#### Te maken opdrachten
[1] Vertaal de volgende zin uit de tekst over de kinderbijslagzaak in het Engels: "De rechtbank heeft appellants beroep tegen het bestreden besluit ongegrond verklaard."
[2] Zet het stuk van de lijst vanaf het begin tot en met de regel met "[[9, 445, 949, 667]]" om in een genummerde opsomming en laat lege regels weg.

#### Gekozen tekst
--------------------------------------------------
Bij het bestreden besluit van 6 september 2001 heeft de Svb appellant medegedeeld dat zijn bezwaar tegen het besluit van 12 maart 2001 ongegrond wordt verklaard. Overwogen is dat appellant wel nieuwe feiten heeft aangevoerd, maar dat dit niet tot een ander resultaat leidt. Ten aanzien van het vierde kwartaal van 1998 tot en met het vierde kwartaal van 1999 is overwogen dat appellant niet spoedig na aankomst in Nederland stappen heeft ondernomen om tot gezinshereniging te komen. Met betrekking tot het eerste kwartaal tot en met het derde kwartaal van 2000 is verwezen naar de Wet beperking export uitkeringen (Wet BEU).
De rechtbank heeft appellants beroep tegen het bestreden besluit ongegrond verklaard. Zij heeft zich – kort gezegd – kunnen verenigen met hetgeen in dat besluit is overwogen.
De Raad overweegt in de eerste plaats dat het besluit van 12 maart 2001 van de Svb, waarbij niet wordt teruggekomen van de in het besluit van 9 maart 2000 gehandhaafde weigering van kinderbijslag, slechts betrekking kan hebben op de periode waarover die weigering zich uitstrekte, te weten het tweede kwartaal van 1998 tot en met het vierde kwartaal van 1999. Alleen ten aanzien van deze kwartalen kan het bestreden besluit een beslissing op appellants bezwaar tegen het besluit van 12 maart 2001 inhouden. Voorzover het bestreden besluit zich uitspreekt over het eerste kwartaal tot en met het derde kwartaal van 2000, is dit een beslissing op appellants bezwaar tegen het besluit van 10 januari 2001, waarbij hem (eerst) met ingang van het vierde kwartaal van 2000 kinderbijslag werd toegekend.
Ten aanzien van de weigering van de Svb om terug te komen van zijn besluit van
9 maart 2000 merkt de Raad op dat dit besluit door de niet-ontvankelijkverklaring van appellants bezwaar daartegen in rechte is komen vast te staan. Naar aanleiding van appellants hernieuwde aanvraag heeft de Svb de zaak in haar geheel opnieuw beoordeeld, hetgeen niet tot een ander resultaat heeft geleid.
--------------------------------------------------
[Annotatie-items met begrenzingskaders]

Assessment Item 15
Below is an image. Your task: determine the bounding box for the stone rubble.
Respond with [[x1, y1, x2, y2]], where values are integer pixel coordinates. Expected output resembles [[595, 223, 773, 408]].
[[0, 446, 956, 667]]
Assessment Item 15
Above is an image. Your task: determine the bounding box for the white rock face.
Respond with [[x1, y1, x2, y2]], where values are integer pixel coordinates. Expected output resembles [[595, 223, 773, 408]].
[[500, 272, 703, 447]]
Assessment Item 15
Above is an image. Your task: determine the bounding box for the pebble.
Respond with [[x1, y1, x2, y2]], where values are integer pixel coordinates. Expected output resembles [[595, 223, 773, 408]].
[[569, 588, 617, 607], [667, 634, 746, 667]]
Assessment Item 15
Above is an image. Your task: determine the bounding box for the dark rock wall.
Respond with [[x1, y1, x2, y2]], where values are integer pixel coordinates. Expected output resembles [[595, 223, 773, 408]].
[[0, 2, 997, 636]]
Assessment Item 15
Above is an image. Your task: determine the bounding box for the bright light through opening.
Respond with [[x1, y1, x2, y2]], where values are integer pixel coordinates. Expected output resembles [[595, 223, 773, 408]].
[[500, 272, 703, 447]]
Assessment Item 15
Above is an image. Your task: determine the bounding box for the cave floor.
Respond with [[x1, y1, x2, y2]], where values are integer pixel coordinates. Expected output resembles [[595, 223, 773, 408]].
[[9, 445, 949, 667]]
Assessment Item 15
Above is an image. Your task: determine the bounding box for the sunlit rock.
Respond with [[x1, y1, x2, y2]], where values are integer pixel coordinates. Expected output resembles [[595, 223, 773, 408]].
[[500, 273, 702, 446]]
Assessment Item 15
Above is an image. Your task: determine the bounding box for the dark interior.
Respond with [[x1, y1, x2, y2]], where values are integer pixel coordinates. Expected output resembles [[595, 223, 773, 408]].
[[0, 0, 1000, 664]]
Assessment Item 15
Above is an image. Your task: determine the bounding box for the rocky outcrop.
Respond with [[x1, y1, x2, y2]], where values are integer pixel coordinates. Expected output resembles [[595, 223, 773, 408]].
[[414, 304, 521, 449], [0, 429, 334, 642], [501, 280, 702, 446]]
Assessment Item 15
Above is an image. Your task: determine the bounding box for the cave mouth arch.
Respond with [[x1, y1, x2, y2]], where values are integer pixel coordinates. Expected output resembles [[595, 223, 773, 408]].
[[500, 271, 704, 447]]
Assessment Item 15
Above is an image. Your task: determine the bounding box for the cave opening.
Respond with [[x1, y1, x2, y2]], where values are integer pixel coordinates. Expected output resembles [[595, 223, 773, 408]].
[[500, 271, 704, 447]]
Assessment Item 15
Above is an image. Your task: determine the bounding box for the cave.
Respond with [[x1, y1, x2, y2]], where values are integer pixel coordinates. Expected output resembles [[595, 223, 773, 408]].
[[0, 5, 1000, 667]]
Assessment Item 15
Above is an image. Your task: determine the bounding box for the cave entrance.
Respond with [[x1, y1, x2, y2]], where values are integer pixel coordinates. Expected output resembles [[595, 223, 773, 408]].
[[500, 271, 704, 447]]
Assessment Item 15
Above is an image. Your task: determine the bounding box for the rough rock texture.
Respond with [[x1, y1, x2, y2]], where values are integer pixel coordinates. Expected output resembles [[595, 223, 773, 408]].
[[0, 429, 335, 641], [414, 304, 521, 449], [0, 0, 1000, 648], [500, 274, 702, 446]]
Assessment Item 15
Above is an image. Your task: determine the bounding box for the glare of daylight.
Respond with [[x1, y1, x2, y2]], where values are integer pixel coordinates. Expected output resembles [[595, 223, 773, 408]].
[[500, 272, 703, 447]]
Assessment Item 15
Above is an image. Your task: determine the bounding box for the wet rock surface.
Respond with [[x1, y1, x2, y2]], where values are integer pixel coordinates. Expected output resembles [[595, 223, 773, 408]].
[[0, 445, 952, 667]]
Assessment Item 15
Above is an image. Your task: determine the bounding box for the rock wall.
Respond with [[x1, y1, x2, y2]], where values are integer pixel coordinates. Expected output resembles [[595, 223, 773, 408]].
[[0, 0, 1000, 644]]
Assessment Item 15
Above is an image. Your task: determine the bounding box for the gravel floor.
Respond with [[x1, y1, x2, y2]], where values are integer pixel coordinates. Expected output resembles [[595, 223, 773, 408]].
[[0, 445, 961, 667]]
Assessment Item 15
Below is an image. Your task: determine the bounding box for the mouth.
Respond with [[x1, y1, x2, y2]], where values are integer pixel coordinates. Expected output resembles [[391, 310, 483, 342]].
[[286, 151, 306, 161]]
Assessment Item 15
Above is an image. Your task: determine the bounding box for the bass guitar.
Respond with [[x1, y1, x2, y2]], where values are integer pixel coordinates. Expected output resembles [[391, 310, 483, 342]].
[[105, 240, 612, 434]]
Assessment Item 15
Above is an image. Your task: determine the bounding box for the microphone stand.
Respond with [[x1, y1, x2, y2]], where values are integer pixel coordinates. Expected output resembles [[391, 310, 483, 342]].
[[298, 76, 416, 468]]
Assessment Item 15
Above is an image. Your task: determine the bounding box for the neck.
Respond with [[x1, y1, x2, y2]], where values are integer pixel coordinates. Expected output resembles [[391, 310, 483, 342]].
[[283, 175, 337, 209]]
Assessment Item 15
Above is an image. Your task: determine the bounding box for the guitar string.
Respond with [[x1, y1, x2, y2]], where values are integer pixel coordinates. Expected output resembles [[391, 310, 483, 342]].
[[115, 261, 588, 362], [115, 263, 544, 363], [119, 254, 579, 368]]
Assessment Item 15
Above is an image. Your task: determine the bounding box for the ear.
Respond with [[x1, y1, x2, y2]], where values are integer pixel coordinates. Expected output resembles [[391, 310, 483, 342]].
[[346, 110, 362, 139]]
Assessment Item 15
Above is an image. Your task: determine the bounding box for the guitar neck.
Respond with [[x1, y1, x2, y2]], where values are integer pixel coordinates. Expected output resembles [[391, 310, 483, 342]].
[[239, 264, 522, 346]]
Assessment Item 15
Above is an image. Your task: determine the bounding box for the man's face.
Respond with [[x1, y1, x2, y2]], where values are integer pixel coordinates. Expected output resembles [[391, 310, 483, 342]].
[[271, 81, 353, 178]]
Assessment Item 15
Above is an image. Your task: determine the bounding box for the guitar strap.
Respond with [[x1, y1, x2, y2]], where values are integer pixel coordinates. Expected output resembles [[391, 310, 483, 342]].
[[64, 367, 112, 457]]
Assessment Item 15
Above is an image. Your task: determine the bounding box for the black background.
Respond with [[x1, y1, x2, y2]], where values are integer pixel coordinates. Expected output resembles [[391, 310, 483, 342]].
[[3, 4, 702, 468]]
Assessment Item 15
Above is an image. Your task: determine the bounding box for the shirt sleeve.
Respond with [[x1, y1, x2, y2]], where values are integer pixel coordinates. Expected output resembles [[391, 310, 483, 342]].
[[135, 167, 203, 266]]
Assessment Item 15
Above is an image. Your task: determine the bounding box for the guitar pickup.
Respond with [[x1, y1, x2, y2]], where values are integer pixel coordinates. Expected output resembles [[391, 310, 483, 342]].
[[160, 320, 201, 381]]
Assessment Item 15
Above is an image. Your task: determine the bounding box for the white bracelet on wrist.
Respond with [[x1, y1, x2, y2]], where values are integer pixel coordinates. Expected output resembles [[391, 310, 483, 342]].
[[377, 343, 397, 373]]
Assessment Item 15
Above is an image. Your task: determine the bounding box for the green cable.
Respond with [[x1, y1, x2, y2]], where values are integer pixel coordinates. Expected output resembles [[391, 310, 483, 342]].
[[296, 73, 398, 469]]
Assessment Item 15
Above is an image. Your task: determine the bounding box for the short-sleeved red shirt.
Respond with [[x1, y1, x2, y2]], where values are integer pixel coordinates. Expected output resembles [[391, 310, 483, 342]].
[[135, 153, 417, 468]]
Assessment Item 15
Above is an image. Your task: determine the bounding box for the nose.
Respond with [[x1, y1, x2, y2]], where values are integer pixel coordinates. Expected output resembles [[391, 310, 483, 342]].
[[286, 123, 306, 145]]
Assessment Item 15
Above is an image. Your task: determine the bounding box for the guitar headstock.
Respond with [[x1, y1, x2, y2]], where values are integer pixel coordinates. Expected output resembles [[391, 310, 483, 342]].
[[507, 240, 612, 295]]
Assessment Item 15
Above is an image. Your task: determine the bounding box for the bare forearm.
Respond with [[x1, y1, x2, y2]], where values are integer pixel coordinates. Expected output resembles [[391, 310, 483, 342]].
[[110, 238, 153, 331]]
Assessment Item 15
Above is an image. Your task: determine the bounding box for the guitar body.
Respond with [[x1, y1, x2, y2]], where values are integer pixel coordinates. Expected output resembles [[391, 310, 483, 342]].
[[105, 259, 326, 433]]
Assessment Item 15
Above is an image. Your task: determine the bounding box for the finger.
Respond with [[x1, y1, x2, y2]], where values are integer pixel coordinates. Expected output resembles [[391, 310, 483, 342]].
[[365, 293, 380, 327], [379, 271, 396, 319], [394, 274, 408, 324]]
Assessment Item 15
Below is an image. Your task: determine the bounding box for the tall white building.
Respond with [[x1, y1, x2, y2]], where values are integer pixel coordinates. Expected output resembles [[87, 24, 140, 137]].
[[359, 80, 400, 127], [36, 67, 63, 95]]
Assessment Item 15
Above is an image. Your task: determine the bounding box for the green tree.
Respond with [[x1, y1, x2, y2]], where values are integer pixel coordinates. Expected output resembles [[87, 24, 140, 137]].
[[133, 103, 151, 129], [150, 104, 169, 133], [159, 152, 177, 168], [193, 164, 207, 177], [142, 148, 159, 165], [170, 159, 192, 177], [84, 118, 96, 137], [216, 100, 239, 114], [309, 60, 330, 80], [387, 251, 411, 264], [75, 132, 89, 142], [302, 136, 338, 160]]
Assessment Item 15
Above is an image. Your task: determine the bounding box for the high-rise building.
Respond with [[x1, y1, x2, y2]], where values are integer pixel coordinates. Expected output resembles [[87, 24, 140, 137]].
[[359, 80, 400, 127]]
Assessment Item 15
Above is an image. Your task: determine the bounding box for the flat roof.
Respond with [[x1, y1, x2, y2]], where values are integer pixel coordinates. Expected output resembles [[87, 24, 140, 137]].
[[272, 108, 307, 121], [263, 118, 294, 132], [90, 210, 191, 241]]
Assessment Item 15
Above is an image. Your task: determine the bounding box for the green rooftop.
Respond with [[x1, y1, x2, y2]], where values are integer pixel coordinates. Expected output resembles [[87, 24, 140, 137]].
--------------------------------------------------
#### Verwachte antwoorden
[1] The district court declared the appellant's appeal against the contested decision unfounded.

[2]
1. Assessment Item 15
2. Below is an image. Your task: determine the bounding box for the stone rubble.
3. Respond with [[x1, y1, x2, y2]], where values are integer pixel coordinates. Expected output resembles [[595, 223, 773, 408]].
4. [[0, 446, 956, 667]]
5. Assessment Item 15
6. Above is an image. Your task: determine the bounding box for the white rock face.
7. Respond with [[x1, y1, x2, y2]], where values are integer pixel coordinates. Expected output resembles [[595, 223, 773, 408]].
8. [[500, 272, 703, 447]]
9. Assessment Item 15
10. Above is an image. Your task: determine the bounding box for the pebble.
11. Respond with [[x1, y1, x2, y2]], where values are integer pixel coordinates. Expected output resembles [[595, 223, 773, 408]].
12. [[569, 588, 617, 607], [667, 634, 746, 667]]
13. Assessment Item 15
14. Above is an image. Your task: determine the bounding box for the dark rock wall.
15. Respond with [[x1, y1, x2, y2]], where values are integer pixel coordinates. Expected output resembles [[595, 223, 773, 408]].
16. [[0, 2, 997, 636]]
17. Assessment Item 15
18. Above is an image. Your task: determine the bounding box for the bright light through opening.
19. Respond with [[x1, y1, x2, y2]], where values are integer pixel coordinates. Expected output resembles [[595, 223, 773, 408]].
20. [[500, 272, 703, 447]]
21. Assessment Item 15
22. Above is an image. Your task: determine the bounding box for the cave floor.
23. Respond with [[x1, y1, x2, y2]], where values are integer pixel coordinates. Expected output resembles [[595, 223, 773, 408]].
24. [[9, 445, 949, 667]]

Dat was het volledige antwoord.